**Job 1:** Format the records as a Markdown table with the columns "Row" and "Line", starting at the first line of the records and ending at the line that contains "241 11 L 240", with blank lines left out. Leave the pictures out of the answer.

-- Begin Supplied text --

The Publishing Options You Face


Outside of shelving the whole project, if you are rejected by mainstream publishers, you are conventionally left with three publishing choices. Here's a breakdown of these options:


• Option 1  

Self-publishing an ebook and/or print-on-demand paperback. You can try using Amazon KDP, Smashwords, or a similar Internet-based site. There's quite a steep learning curve involved here, but many manage to master the rudiments of this option. (How well is another matter.) You will need to learn how to edit, copy edit, and proofread, and then decide on interior book design, and upload text into an automated system (or pay a consultant to do so). A book cover will need to be found or created. The vendor will "publish" your book but it will likely be a crude version of what you envisioned.


If you elect a print-on-demand option this will add yet another layer of complexity--and cost. With the "publication" of your book by any other vendor than Amazon (e.g. Ingram Spark or Smashwords), you will need to choose and then integrate and monitor all the sites where your book can be purchased. To publish the books successfully, you will also have to hire a specialist consultant or do the marketing and promotion of the book yourself. You will need to constantly market, promote, and publicize your book and that's another set of skills that must be mastered.


Many people think they can cook an omelet but the test of a good chef is cooking one properly. The same is true of publishing a book. It seems simple until you try it. Finally, the whole project will be in your hands, and any problems that develop are yours and yours alone. 



More likely that no, $0.00. Sure, all earned income (not just royalties) will be yours. But sales are heavily dependent on publication quality and sustained marketing. But perhaps you should also factor in the "cost" of all that time and effort you’ve spent to get the book produced, plus the "cost" of discovering and correcting the inevitable mistakes that will occur in the production process. Regardless, you will likely still also incur costs for marketing and promotion, and you will have to spend time to monitor the booksellers’ dashboards for royalty income.

• Option 2 

Hire a knowledgeable editorial consultant. First hurdle: how do you find a good one? How do you know they are who they say they are. They make their living telling you what you want to hear, that you are wonderful and so is your book, and they can’t wait to “fix” it for you. Speaking “truth to power” is not much of a money making strategy, and their goal is to make money and move on to the next client as quickly and smoothly as possible. Make no mistake, there are a lot of good editorial consultants out there, but there are, unfortunately, a lot more inexperienced if not outright charlatans out there as well. How can you tell the difference? Truth is, it’s about serious research and word of mouth for the most part.

-- End Supplied text --
-- Begin Supplied data --

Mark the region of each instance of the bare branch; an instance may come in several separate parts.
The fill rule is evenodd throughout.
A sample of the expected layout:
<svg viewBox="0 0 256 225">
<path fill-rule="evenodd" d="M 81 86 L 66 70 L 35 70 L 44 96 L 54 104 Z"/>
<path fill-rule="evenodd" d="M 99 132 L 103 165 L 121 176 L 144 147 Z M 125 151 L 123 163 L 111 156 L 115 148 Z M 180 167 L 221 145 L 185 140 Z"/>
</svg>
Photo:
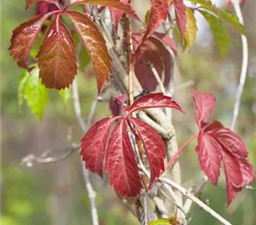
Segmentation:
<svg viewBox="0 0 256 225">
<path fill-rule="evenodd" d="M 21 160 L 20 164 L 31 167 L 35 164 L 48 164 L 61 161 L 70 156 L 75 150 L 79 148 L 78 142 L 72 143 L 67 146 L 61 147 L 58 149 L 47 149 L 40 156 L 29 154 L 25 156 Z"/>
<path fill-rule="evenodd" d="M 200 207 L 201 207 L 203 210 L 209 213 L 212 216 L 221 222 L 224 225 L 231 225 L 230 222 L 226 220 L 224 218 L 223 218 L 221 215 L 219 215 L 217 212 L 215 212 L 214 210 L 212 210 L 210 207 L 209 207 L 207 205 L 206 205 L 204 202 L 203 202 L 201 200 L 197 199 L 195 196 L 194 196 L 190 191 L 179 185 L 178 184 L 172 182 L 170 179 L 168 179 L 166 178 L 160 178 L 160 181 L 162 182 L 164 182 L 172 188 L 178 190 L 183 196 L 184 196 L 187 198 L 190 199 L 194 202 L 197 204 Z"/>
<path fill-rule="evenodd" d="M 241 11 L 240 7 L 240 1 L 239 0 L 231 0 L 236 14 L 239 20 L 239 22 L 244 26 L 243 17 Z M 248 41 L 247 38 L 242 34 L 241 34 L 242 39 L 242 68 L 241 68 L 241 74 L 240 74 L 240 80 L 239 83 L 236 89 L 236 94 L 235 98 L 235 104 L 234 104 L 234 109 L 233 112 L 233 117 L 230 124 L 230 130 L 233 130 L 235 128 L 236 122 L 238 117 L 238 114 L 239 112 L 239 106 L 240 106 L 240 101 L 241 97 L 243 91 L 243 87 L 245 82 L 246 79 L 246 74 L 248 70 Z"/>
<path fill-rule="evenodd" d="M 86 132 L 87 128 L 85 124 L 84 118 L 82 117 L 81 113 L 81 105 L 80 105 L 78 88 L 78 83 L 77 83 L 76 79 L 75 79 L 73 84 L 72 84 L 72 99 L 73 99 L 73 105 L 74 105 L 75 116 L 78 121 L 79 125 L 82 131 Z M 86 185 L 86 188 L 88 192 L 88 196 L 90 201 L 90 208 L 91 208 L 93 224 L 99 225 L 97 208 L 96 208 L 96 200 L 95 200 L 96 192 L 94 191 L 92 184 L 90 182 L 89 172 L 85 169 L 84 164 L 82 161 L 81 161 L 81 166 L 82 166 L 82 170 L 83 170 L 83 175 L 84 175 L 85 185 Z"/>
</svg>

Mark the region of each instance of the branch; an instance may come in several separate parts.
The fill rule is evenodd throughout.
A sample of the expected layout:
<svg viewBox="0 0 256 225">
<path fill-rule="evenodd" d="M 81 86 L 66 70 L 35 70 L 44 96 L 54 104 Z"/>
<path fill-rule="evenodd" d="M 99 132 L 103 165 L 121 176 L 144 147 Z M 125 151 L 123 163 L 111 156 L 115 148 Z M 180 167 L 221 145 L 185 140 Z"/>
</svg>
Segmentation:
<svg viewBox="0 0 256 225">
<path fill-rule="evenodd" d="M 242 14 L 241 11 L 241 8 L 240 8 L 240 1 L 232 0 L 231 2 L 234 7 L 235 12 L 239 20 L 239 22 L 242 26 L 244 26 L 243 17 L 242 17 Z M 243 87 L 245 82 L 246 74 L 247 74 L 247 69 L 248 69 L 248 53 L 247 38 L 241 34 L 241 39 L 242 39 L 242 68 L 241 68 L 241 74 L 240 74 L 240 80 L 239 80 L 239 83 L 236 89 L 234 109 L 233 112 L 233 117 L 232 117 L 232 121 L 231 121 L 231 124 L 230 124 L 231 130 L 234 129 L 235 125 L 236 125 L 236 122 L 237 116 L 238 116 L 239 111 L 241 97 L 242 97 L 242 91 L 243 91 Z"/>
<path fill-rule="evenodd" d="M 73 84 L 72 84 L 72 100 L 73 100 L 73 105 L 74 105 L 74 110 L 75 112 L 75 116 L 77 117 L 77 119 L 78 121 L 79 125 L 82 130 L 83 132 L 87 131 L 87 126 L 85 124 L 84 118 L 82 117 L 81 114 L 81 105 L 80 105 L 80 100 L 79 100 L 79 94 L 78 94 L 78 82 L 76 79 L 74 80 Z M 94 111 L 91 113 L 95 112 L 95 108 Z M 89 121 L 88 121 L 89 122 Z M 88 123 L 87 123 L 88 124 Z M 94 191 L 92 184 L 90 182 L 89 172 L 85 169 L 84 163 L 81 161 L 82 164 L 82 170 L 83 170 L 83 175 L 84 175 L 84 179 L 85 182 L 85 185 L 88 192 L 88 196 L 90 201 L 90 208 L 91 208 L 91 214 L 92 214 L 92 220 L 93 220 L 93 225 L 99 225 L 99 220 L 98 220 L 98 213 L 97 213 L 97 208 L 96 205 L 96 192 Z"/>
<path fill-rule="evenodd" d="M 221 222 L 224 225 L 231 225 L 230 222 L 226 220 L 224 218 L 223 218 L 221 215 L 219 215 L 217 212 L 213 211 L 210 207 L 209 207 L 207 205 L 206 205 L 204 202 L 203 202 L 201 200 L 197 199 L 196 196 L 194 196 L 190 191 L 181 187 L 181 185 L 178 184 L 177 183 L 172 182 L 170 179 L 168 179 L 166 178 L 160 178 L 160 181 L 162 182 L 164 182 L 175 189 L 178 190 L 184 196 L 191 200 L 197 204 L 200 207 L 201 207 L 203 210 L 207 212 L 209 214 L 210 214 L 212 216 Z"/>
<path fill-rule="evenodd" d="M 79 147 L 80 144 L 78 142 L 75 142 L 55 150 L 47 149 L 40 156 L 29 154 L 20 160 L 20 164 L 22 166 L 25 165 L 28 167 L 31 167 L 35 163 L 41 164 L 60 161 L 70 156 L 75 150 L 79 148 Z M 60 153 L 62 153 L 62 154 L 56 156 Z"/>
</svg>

-- End Supplied data --

**Job 2:** According to the text on publishing options, what three things will you need to learn how to do before deciding on interior book design?

**Final result 1:**
| Row | Line |
|---|---|
| 1 | Mark the region of each instance of the bare branch; an instance may come in several separate parts. |
| 2 | The fill rule is evenodd throughout. |
| 3 | A sample of the expected layout: |
| 4 | <svg viewBox="0 0 256 225"> |
| 5 | <path fill-rule="evenodd" d="M 81 86 L 66 70 L 35 70 L 44 96 L 54 104 Z"/> |
| 6 | <path fill-rule="evenodd" d="M 99 132 L 103 165 L 121 176 L 144 147 Z M 125 151 L 123 163 L 111 156 L 115 148 Z M 180 167 L 221 145 L 185 140 Z"/> |
| 7 | </svg> |
| 8 | Photo: |
| 9 | Segmentation: |
| 10 | <svg viewBox="0 0 256 225"> |
| 11 | <path fill-rule="evenodd" d="M 21 160 L 20 164 L 31 167 L 35 164 L 48 164 L 61 161 L 70 156 L 75 150 L 79 148 L 78 142 L 72 143 L 67 146 L 61 147 L 58 149 L 47 149 L 40 156 L 29 154 L 25 156 Z"/> |
| 12 | <path fill-rule="evenodd" d="M 200 207 L 201 207 L 203 210 L 209 213 L 212 216 L 221 222 L 224 225 L 231 225 L 230 222 L 226 220 L 224 218 L 223 218 L 221 215 L 219 215 L 217 212 L 215 212 L 214 210 L 212 210 L 210 207 L 209 207 L 207 205 L 206 205 L 204 202 L 203 202 L 201 200 L 197 199 L 195 196 L 194 196 L 190 191 L 179 185 L 178 184 L 172 182 L 170 179 L 168 179 L 166 178 L 160 178 L 160 181 L 162 182 L 164 182 L 172 188 L 178 190 L 183 196 L 184 196 L 187 198 L 190 199 L 194 202 L 197 204 Z"/> |
| 13 | <path fill-rule="evenodd" d="M 241 11 L 240 7 L 240 1 L 239 0 L 231 0 L 236 14 L 239 20 L 239 22 L 244 26 L 243 17 Z M 248 41 L 247 38 L 242 34 L 241 34 L 242 39 L 242 68 L 241 68 L 241 74 L 240 74 L 240 80 L 239 83 L 236 89 L 236 94 L 235 98 L 235 104 L 234 104 L 234 109 L 233 112 L 233 117 L 230 124 L 230 130 L 233 130 L 235 128 L 236 122 L 238 117 L 238 114 L 239 112 L 239 106 L 240 106 L 240 101 L 241 97 L 243 91 L 243 87 L 245 82 L 246 79 L 246 74 L 248 70 Z"/> |

**Final result 2:** Edit, copy edit, and proofread.